Stored data:
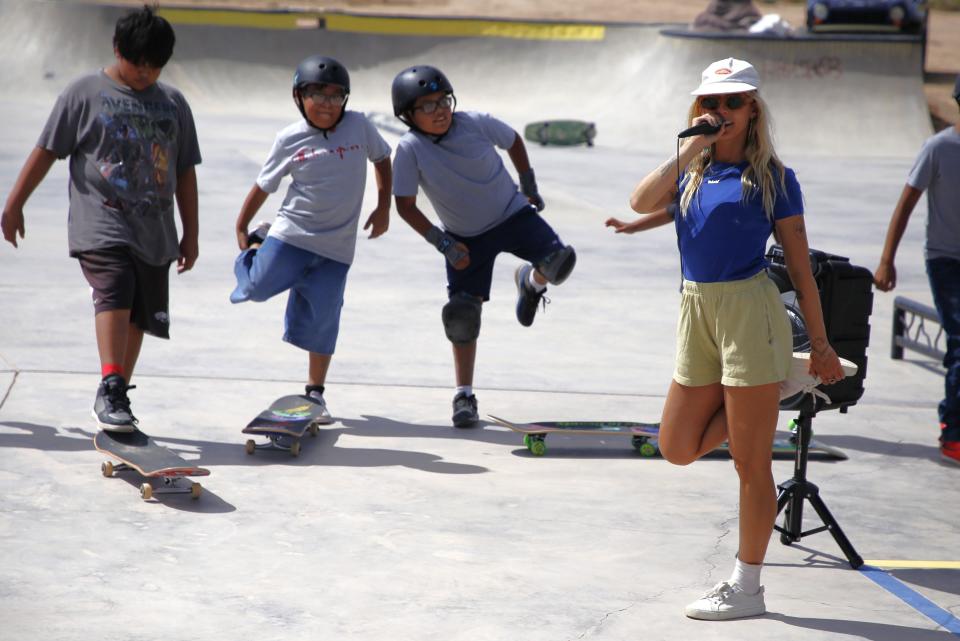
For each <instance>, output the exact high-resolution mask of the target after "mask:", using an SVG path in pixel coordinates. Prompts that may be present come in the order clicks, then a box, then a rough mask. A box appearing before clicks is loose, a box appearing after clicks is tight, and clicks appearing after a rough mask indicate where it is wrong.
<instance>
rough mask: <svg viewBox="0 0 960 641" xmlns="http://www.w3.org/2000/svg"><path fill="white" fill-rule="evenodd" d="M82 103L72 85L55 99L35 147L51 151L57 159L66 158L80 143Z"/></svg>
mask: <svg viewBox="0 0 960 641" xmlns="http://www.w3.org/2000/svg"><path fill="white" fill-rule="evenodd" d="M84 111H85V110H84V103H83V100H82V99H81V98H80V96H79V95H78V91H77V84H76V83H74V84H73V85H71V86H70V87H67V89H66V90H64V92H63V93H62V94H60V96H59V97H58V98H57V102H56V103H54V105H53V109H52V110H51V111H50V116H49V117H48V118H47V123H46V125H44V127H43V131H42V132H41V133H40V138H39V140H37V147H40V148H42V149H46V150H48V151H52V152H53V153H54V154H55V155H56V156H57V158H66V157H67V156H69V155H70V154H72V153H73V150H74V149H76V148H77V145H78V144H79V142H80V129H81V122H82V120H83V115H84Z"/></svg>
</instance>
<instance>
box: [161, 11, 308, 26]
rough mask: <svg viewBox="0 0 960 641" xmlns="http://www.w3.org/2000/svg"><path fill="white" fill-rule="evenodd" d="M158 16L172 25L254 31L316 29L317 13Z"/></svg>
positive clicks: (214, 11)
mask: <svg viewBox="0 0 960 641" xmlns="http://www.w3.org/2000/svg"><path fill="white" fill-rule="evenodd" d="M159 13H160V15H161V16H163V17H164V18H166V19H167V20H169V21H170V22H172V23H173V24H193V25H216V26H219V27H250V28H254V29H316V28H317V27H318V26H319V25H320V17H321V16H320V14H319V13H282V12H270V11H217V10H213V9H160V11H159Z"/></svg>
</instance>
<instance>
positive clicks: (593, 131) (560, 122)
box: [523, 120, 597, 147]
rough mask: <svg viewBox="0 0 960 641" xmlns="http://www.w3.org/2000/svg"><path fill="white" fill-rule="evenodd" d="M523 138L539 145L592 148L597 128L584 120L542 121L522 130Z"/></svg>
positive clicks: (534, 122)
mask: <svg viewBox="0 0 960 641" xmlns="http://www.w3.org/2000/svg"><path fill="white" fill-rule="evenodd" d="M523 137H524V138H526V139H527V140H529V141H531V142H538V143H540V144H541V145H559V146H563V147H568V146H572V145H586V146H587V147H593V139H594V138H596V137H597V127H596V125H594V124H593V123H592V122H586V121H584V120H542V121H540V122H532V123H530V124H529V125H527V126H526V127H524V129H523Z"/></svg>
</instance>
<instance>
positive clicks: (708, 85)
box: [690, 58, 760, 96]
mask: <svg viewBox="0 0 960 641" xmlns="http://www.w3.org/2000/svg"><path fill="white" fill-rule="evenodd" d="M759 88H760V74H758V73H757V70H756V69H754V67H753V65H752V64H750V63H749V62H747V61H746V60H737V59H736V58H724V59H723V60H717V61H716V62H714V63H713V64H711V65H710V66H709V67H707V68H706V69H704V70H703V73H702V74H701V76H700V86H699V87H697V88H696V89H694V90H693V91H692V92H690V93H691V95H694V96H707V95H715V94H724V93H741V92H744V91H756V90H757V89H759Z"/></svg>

* * *

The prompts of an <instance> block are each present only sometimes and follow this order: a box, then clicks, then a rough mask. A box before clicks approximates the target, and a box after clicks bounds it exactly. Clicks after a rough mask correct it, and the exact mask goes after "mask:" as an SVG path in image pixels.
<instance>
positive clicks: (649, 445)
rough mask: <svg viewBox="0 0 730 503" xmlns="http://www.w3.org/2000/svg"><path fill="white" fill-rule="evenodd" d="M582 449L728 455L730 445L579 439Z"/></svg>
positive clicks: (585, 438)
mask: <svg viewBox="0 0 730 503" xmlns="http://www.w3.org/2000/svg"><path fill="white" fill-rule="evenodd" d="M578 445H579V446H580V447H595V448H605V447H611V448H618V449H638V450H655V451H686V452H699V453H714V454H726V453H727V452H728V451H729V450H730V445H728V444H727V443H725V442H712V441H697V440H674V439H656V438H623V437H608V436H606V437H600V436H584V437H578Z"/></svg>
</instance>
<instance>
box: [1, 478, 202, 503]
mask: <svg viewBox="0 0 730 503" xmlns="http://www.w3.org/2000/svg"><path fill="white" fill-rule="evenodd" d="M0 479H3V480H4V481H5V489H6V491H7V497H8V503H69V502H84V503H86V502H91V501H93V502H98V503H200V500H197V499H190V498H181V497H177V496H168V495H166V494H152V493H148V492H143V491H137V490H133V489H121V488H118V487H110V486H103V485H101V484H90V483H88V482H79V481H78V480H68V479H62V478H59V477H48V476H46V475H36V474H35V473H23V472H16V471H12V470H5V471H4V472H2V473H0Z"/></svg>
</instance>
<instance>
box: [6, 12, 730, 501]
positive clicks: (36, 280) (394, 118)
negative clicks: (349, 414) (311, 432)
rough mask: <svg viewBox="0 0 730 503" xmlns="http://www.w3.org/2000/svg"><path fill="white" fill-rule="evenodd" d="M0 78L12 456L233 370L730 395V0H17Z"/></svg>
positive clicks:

--- Exercise prompt ---
Gather every line in the entries above that contains the string "positive", matching case exactly.

--- Task solution ---
positive clicks: (214, 11)
positive clicks: (593, 131) (560, 122)
positive clicks: (534, 122)
positive clicks: (708, 85)
positive clicks: (649, 445)
positive clicks: (585, 438)
positive clicks: (36, 280) (394, 118)
positive clicks:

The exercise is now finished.